Polyphosphazenes are by far the largest class of inorganic polymers. Hundreds of different polymers of this type have been synthesized, with a range of physical and chemical properties that rival those of organic polymers.1 This class of polymers possesses many valued properties such as high thermal and chemical stability and comparatively low toxicity which makes them attractive materials for numerous biomedical, elastomeric, and electrochemical applications. The high thermal-oxidative stability of the polymer backbone has been explained by the high oxidation state of the main chain atoms which means that the thermodynamic driving force for oxidative skeletal cleavage is rather weak. Most of the other properties depend to a large extent on the type of substituents on the polymer backbone and on the chain architecture including glass-transition and melting temperatures, modulus and tensile strength as well as hydrolytic stability, solubility in solvents and compatibility with other polymers. These properties can be varied over a wide range by changing the type of side groups, the molecular weight, and cross-link density.
Some forms of unmodified and modified polyphosphazenes are depicted below. The polymer backbone of unmodified polyphosphazene consists of alternating phosphorus and nitrogen atoms, with two side groups, R, being attached to each phosphorus (a). These side groups may be organic, organometallic, or inorganic. Also obtainable are polymers in which a portion of the phosphorus atoms has been replaced by sulfur (b) or carbon atoms (c) or in which polyphosphazenes are linked to other polymers such as polysiloxanes (d) or polyethers (e).
Polyphosphazenes are produced by a unique synthesis method that allows the types of side groups, R, to be varied over a very broad range. The most common method uses hexachlorocyclotriphosphazene (phosphonitrilic chloride trimer) as a starting material. It is first converted to poly(dichlorophosphazene) by ring-opening polymerization at elevated temperature (250°C) which yields polymers of high molecular weight (106 - 107 g/mol). The resulting linear polymers can be dissolved completely in organic solvents such as benzene, toluene, or tetrahydrofuran.1 Subsequent reaction of the dissolved linear poly(dichlorophosphazene) with sodium alkoxides or alkylene amines yields polyalkoxyphosphazenes and polyaminophosphazenes, respectively, whereas further heating of poly(dichlorophosphazene) causes cross-linking of the chains and yields insoluble inorganic elastomers.

====

### EXERCISES
(a) In the text on polyphosphazenes, at what temperature does the ring-opening polymerization take place?
(b) Copy the part of the text on polyphosphazenes that opens with the words containing "Polyphosphazenes are produced" and closes with "insoluble inorganic elastomers.", replacing "benzene" with "xylene".
The listing that comes next is separate from the text on polyphosphazenes.

====

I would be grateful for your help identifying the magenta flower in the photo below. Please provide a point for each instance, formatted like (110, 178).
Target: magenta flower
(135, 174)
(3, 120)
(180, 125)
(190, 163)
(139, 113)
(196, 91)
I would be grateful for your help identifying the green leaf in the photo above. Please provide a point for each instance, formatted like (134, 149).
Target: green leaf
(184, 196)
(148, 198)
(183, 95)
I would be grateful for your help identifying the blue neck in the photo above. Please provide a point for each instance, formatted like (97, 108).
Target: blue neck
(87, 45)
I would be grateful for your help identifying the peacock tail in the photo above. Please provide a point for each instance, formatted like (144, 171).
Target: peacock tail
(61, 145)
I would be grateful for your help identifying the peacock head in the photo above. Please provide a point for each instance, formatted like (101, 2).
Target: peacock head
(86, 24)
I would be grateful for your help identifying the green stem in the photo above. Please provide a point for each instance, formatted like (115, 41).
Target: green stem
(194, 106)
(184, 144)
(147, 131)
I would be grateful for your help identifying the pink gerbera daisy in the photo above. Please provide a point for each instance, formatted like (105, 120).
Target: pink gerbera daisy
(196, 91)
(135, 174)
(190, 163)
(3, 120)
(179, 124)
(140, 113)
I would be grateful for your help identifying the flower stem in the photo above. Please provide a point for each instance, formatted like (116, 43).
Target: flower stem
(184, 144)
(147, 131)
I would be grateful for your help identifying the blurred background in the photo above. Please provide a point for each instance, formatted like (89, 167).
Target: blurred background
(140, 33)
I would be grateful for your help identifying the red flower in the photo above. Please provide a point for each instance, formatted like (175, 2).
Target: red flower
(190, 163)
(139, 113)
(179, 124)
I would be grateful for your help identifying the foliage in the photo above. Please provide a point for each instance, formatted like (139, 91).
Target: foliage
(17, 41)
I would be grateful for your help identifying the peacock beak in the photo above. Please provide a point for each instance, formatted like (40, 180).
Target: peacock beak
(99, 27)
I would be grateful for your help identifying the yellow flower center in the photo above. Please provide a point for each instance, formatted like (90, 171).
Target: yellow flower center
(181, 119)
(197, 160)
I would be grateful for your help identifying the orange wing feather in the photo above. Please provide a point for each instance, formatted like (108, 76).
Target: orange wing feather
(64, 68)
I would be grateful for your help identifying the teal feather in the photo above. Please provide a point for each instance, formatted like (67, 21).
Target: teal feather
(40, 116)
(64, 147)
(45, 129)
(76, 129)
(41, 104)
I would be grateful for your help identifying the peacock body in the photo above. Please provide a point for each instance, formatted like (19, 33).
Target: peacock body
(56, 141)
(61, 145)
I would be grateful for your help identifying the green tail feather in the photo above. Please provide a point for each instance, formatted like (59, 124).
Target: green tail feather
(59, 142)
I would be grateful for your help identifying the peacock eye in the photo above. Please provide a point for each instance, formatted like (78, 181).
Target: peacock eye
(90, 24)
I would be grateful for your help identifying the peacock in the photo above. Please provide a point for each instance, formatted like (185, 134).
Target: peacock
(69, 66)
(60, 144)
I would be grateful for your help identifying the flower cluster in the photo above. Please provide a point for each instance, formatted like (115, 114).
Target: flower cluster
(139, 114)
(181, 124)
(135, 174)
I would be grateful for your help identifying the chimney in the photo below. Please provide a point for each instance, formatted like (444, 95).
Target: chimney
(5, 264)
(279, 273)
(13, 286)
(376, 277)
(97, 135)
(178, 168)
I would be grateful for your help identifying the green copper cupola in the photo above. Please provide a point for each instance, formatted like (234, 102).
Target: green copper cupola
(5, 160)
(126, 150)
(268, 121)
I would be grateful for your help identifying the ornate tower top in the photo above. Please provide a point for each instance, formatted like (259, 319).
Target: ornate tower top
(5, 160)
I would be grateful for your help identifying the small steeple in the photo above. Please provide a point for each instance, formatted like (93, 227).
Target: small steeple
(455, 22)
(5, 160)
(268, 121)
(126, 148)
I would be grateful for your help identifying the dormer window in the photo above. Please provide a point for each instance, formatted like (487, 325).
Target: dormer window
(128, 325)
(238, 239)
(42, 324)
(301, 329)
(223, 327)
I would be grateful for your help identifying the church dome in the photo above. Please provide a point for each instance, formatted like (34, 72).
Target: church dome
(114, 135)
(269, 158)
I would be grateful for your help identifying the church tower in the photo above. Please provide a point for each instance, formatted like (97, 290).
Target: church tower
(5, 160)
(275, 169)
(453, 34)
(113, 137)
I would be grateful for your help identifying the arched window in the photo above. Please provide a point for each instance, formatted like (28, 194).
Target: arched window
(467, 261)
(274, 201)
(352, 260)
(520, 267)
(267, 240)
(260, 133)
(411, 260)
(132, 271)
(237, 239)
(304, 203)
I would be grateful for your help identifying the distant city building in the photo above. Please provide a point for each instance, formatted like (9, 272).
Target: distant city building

====

### EXPECTED OUTPUTS
(a) 250°C

(b)
Polyphosphazenes are produced by a unique synthesis method that allows the types of side groups, R, to be varied over a very broad range. The most common method uses hexachlorocyclotriphosphazene (phosphonitrilic chloride trimer) as a starting material. It is first converted to poly(dichlorophosphazene) by ring-opening polymerization at elevated temperature (250°C) which yields polymers of high molecular weight (106 - 107 g/mol). The resulting linear polymers can be dissolved completely in organic solvents such as xylene, toluene, or tetrahydrofuran.1 Subsequent reaction of the dissolved linear poly(dichlorophosphazene) with sodium alkoxides or alkylene amines yields polyalkoxyphosphazenes and polyaminophosphazenes, respectively, whereas further heating of poly(dichlorophosphazene) causes cross-linking of the chains and yields insoluble inorganic elastomers.